WHAT TO WORK ON:
Repeat each entry as written, dropping any picture you find.

RAW DATA:
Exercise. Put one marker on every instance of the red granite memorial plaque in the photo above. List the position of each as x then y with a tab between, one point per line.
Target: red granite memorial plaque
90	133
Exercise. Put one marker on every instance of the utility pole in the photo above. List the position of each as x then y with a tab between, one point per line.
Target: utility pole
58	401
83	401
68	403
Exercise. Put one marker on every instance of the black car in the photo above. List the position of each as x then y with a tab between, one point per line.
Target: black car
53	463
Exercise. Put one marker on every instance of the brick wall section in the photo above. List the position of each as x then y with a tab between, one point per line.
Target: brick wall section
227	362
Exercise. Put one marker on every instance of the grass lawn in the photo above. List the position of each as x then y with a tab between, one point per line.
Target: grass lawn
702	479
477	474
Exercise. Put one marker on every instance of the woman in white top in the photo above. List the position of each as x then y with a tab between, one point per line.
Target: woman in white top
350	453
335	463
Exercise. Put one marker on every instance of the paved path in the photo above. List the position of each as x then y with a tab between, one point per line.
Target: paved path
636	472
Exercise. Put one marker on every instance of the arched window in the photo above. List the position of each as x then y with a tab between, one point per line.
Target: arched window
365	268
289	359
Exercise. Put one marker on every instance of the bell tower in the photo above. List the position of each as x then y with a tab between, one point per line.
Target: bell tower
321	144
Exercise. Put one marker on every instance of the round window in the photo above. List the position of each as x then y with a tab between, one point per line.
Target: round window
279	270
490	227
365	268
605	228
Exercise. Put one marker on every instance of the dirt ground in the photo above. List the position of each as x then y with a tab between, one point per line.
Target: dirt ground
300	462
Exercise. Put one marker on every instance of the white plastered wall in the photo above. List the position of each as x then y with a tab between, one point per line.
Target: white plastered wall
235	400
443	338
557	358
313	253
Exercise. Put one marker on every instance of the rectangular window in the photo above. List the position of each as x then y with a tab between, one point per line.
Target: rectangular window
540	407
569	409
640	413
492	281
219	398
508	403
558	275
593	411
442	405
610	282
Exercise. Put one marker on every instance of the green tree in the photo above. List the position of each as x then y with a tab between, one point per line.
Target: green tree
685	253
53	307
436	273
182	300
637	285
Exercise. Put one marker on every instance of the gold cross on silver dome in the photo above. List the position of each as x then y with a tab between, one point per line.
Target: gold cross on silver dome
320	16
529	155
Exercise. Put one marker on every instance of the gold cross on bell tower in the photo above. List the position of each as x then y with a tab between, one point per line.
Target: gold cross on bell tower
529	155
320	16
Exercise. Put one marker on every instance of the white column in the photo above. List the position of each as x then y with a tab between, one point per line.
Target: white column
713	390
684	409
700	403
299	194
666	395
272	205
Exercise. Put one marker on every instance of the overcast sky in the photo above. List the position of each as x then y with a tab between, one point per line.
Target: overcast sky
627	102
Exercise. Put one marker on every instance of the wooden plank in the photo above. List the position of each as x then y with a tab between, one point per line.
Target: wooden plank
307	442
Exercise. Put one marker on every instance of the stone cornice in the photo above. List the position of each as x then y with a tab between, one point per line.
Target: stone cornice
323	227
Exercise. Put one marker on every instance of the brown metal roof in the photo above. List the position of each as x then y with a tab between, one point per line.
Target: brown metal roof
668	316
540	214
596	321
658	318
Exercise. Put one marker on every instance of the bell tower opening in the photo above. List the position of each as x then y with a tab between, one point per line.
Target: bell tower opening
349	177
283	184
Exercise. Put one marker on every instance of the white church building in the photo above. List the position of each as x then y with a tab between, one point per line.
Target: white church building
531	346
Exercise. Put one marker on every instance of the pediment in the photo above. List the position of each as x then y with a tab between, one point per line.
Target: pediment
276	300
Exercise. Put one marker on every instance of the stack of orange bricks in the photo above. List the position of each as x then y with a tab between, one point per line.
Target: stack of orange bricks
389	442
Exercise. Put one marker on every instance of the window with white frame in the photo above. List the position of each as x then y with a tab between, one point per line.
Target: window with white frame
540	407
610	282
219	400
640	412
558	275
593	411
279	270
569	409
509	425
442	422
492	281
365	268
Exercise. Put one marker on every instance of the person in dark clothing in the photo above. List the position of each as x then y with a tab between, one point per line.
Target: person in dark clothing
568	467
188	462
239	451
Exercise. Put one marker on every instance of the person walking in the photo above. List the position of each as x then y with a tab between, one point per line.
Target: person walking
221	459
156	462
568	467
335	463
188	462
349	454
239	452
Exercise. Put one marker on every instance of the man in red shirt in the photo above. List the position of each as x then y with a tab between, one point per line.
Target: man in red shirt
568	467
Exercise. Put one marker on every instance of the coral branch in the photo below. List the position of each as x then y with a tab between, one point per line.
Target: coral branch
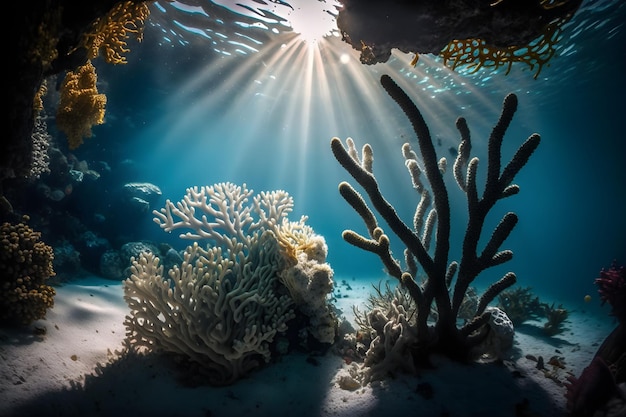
432	221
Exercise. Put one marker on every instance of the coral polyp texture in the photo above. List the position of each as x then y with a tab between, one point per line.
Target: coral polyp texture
25	266
467	35
402	343
110	32
80	106
225	306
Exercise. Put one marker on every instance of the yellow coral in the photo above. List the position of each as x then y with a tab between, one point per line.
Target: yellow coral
474	54
25	265
110	32
80	105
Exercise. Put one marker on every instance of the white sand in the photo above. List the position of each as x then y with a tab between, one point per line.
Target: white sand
57	374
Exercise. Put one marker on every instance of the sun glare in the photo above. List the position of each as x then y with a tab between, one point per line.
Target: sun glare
313	20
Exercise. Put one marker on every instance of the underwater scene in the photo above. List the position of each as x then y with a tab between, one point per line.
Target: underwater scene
314	208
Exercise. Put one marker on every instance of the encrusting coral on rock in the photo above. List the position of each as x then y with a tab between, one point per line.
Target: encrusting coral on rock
25	266
224	307
405	345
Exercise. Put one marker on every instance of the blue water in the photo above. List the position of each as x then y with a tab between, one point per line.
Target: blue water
195	109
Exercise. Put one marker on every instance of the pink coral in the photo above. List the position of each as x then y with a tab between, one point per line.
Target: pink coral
612	289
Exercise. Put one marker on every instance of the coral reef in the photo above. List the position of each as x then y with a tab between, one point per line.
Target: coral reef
25	266
520	304
109	32
601	387
472	36
223	307
80	106
403	344
612	289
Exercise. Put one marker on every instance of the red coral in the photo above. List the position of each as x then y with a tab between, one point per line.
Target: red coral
612	289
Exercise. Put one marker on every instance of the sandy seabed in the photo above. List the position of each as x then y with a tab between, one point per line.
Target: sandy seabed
72	369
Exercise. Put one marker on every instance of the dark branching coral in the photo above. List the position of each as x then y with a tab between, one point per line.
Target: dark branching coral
25	265
443	336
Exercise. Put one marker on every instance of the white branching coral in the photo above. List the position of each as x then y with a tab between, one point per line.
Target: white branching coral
219	309
223	306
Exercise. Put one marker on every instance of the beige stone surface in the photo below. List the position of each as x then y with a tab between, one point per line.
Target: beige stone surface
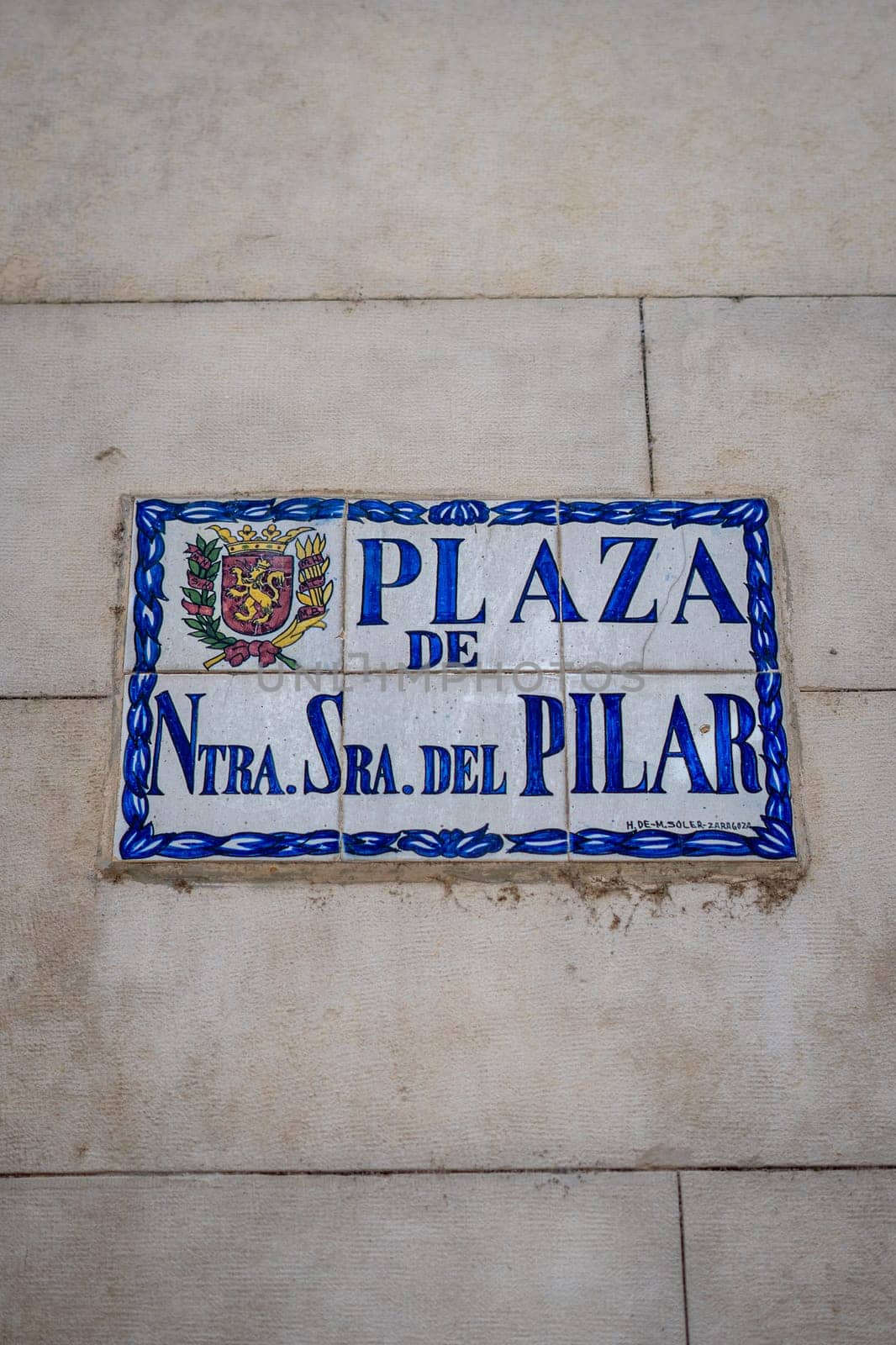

ANSWER TO THIS PROBLEM:
Exercise. Put one marker on every instance of the red granite memorial plaque in the photo above. List the position of each as x then y with a tab between, one point per line.
Target: red granite memorial plaque
90	133
Exercise. Put one marker on every instance of the utility pole in the photo above. List the position of each as x then y with a tab between, one point per line.
Target: utility pole
58	401
83	401
68	403
Exercise. Put one marker on every instance of the black car in the photo above. List the position of each as x then y with a tab between, one point per line.
Target: black car
53	463
Exercise. Put one marker on every instance of the brick wall section in the photo above. List the position of each as x then y with a tab between, one point per line.
Target: brick wall section
227	362
Exercise. Put one marker on every instance of the grass lawn in the photo above. List the position of each as x then y with a tab between, one point per line.
Target: grass lawn
702	479
477	474
Exercise. Put one marker on every instance of the woman in white top in the photo above. List the position of each as x then y with a tab between, one point per line.
Target: woman in white top
350	453
335	463
Exercise. Put one marker on every instance of the paved path in the photo above. List the position of each as x then y with a tab between, one point per line.
Target: paved path
636	472
Exercise. Put one marker on every instance of the arched window in the photo above. List the position of each as x then y with a tab between, one point per line.
Target: arched window
365	268
289	359
Exercise. Put one marker on every instance of the bell tower in the photo above. List the position of each as x then y with a tab between, one point per line.
Target: bell tower
321	144
Exercise. Put one marker on every instance of the round window in the photo above. List the position of each as x then y with a tab between, one point per line.
Target: round window
279	270
490	227
365	268
605	228
Exercise. Put one marker on every instance of the dirt ground in the photo above. List the position of each as x then y with a tab between, one point per line.
Target: dirt ground
300	462
Exercise. Put one marker on every instance of the white plastered wall in the photo above. List the position of each as x then y with a tab between, one point per line.
Target: white plastered wall
235	400
443	338
557	358
313	253
Exercise. Put one marker on every instance of the rectangular window in the photo above. List the position of each as x then y with a tab between, one point per line.
Target: rectangular window
540	407
569	409
640	413
492	281
219	398
508	403
558	275
593	411
442	405
610	282
Exercise. Put one marker on every instance of the green tree in the photo above. List the position of each as x then y with a tab between, one point per line.
Target: green tree
685	253
53	307
436	273
182	300
637	285
Exercise. Put one marker on every instance of the gold cross on silver dome in the photo above. List the position of each as x then y with a tab between, one point per line.
Target: gold cross on silver dome
320	16
529	155
Exercise. Put one marker on every instance of the gold cross on bell tower in the photo above. List the position of each as x then y with a tab between, one point per line.
Target: gold cross on bell tower
529	155
320	16
Exercise. Put one marker on every instance of the white column in the photo above. List the position of each as x then y with a tab between, one point per line.
Target: white column
713	390
684	409
700	403
299	194
666	395
272	205
Exercise. Put one marker on every instance of the overcast sky in the photo above. List the position of each as x then y with a tab between, one point per line.
Target: overcast sky
627	102
Exercise. Put one marker on every instance of the wooden plank in the photo above. List the position of each as x then y with a tab between, one point per line.
Target: wooden plank
307	442
Exercise. Put one marker on every instance of the stone cornice in the photo above. List the position of each as x then y with a tab between, one point per line.
Target: stone cornice
323	227
Exercise. Put one marker on every instance of the brown metal roof in the photo above. List the position of each as x then y with a tab between, one point per line.
Target: brown metal roof
668	316
540	214
596	321
658	318
Exercise. Put one marker on every instance of the bell tower opening in the photo above. List the position of each as x then y with a tab between, one point per line.
Target: bell tower opening
349	177
283	184
Exercise. Put one marker on every instance of the white church building in the photo above. List the position of each as x then y with a tab between, one point per line.
Target: white church building
531	346
Exercise. Put one marker on every instance of the pediment in the photo above. List the position of each as x then y with a tab between, one point per line.
Target: pediment
276	300
Exercise. Put one marker on every instance of the stack of orange bricks in the photo above. List the position of each as x then y with a tab between, one point per line.
Target: stack of orange bricks
389	442
Exercise. Put one marker on every instance of the window with white frame in the photo above. List the position of each as x then y with a tab between, one point per line.
Target: window with white frame
540	407
610	282
219	400
640	412
558	275
593	411
279	270
569	409
509	425
442	422
492	281
365	268
Exercise. Put one marker on every instance of the person in dark clothing in the photo above. List the position of each as x then y with a tab between, one point per line.
Target: person in dark clothing
568	467
188	462
239	451
Exercise. Put one marker on every instance of the person walking in the photo above. List the position of each as x then y with a tab between, one point per line.
Target: person walking
221	459
156	462
568	467
335	463
188	462
349	454
239	452
Exercise. Put one marker on every instance of the man in red shirt in the photo above. List the position of each as x then y with a tab between, one point per line.
Target: man in red shirt
568	467
Exercise. Put one marker on every instance of the coral branch in the photo below. List the position of each as x then y with a tab between, one point per line.
Target: coral branch
432	221
Exercise. Put one marker on every instance of the coral polyp texture in the photo above. List the position of each as x then y with a tab between, one point per line.
Target: coral polyp texture
25	266
467	35
402	343
110	32
80	106
225	306
Exercise. Put one marker on every instance of the yellow coral in the photo above. List the position of each as x then y with a tab between, one point per line.
Target: yellow coral
474	54
25	265
110	32
80	105
Exercise. Put one marker on every instance of the white sand in the photo above. List the position of each as x then y with a tab between, one point per line.
Target: white sand
57	374
Exercise. Put one marker on every instance of the sun glare in the photo above. List the position of each as x then y with a tab between, one point per line.
Target: sun glare
313	20
Exercise. Put one marker on every instance of the underwater scene in the photo above. List the position of each as x then y with a tab between, one point per line.
Target: underwater scene
314	208
Exercise. Put one marker on every instance of the encrusting coral on rock in the photo above. List the position of each as x then y with a tab between, one point per line.
Target: encrusting coral on rock
25	266
224	307
405	345
Exercise. Put one marker on every instance of the blue water in the photo above. List the position of each as x then y with a tab between, one point per line.
Target: blue water
195	109
Exercise. Put one marker on every instance of the pink coral in the photo above. List the position of each as x then y with a tab between, one point per line.
Target: pink coral
612	289
Exercise. Put one marker on every instance of the coral reef in the photo above. List the position of each as x then y with a tab between, one point per line.
Target: coral reef
25	266
520	304
109	32
601	387
472	36
223	307
80	106
403	344
612	289
Exercise. Put one marker on every instance of the red coral in the photo above. List the position of each as x then y with a tab between, one point per line.
Target: red coral
612	289
Exercise. Put one marker on every instance of the sandy seabed in the photo above. List the position of each as x then y with a tab between, one point per line.
Target: sandy seabed
72	369
Exercise. Put one marker on every instance of the dark branching coral in the photo above. List the position of each as x then y with a tab between, one point per line.
Target: dark branching coral
25	265
443	336
Exercise. Put one marker on every instance of the white branching coral in the photo above. List the position of each as x then y with a tab between, one point per line.
Target: white branching coral
219	309
223	306
Exercise. Put one marker on every instance of the beige stone surface in the photo below. List the position of each as x then y with a tab between, one point per line.
Target: beige stone surface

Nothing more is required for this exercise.